- **TASKS TO PERFORM**
1. Copy the stretch of the data assays post from "As data flows" through "to usage licence." word for word.
2. In one to three sentences, explain why the data assays post calls jurisdiction an attribute of interest.

If data is a resource, then let’s talk about data assays

This blog is another companion to my on-demand speech at FIDO #Authenticate2022, happening this week in Seattle.

In my speech I talk about the quasi-standard basket of FIDO capabilities that are adjacent to the most important security features of digital platforms today, enabling not only seamless user authentication, but also the signing of all important data at every point in the data supply chain.  We should treat data as a resource, and that means being sure about all the various properties that make data valuable.

The diagram below, adapted from my slides, builds on the Data Supply Chain described by Open Data Watch in 2018. I have underpinned the data supply chain with an authenticity layer and added labels for the types of property that we can specify and bind to data using FIDO-like technologies.

My suggestion for an authenticity layer (first described at #Authenticate2020) is a reaction to the mythology that the internet is missing an “identity layer”. I feel that has been a misconception that romanticises identity and misframes the problems we have had for decades deploying reusable identity.

Data has obviously become big business, right or wrong.  Data supply chains (aka information value chains) have been forming for decades, as described by Open Data Watch and many others.

So it’s a pretty standard view now that information has a lifecycle.  It starts with collection. Then data is disseminated and value-added through many potential steps. The diagram shows a superset of potential data processing stages, not all of which apply to every application.

Now let’s envision data is a true utility. We all know the metaphor can break down, like all metaphors, but it’s undeniable that data is used as if it is some kind of resource or raw material, and as such, there are properties or attributes that make data valuable.

So as data moves from one process to the next, what questions should we be asking about it? If data is identifiable and personal, has the processor got consent? What was the process for collection? If standards apply, as they do in medical research, then we may need an auditor, and their audit report might be attached to the data.

As data flows internationally, it’s becoming more important to know where exactly it was processed.  So jurisdiction is an attribute of interest.  Bias is a huge issue, so we often want to know what algorithms were used along the way.  As data gets released, we may need to have that approved by accountable individuals. And what usage rights attach to data? We tend to connect data across applications according to business rules, and people data processors may need to need to agree to usage licence.

These questions typify a way to frame data as a utility, and to start to think about how we can assay it; that is, hallmark data through its lifecycles, so that its properties are visible and verifiable.  The question of attribution arises.  In a spin on some old conventional wisdom, it’s not just what you know, but how do you know.

The verification of data — including its origin, and the way it is presented from one processor to the next — can follow similar patterns as the verification of identity and credentials.  This framing shows that authentication technology is so much bigger than identity.  We should be talking about the quality of all data, and the authenticity of everything that we use online.

- **SUPPLIED ENTRIES**
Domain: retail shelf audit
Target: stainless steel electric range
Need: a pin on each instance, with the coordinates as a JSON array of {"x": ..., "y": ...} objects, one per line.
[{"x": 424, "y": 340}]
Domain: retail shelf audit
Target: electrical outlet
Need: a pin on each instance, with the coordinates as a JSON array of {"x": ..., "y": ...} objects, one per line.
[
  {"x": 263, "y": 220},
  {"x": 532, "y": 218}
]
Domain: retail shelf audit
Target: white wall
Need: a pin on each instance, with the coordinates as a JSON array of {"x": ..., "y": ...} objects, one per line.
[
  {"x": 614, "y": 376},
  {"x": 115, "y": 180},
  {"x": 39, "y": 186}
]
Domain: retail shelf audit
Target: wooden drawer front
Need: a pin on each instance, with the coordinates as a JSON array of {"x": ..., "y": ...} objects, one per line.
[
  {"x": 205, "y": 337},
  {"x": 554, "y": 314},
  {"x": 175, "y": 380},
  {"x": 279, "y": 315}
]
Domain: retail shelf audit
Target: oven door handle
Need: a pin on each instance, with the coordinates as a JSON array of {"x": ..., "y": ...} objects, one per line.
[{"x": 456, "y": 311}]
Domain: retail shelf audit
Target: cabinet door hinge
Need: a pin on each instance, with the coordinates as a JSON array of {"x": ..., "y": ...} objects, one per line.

- **RESULTS**
1.
As data flows internationally, it’s becoming more important to know where exactly it was processed.  So jurisdiction is an attribute of interest.  Bias is a huge issue, so we often want to know what algorithms were used along the way.  As data gets released, we may need to have that approved by accountable individuals. And what usage rights attach to data? We tend to connect data across applications according to business rules, and people data processors may need to need to agree to usage licence.

2. Data increasingly flows internationally, so it is becoming more important to know exactly where it was processed.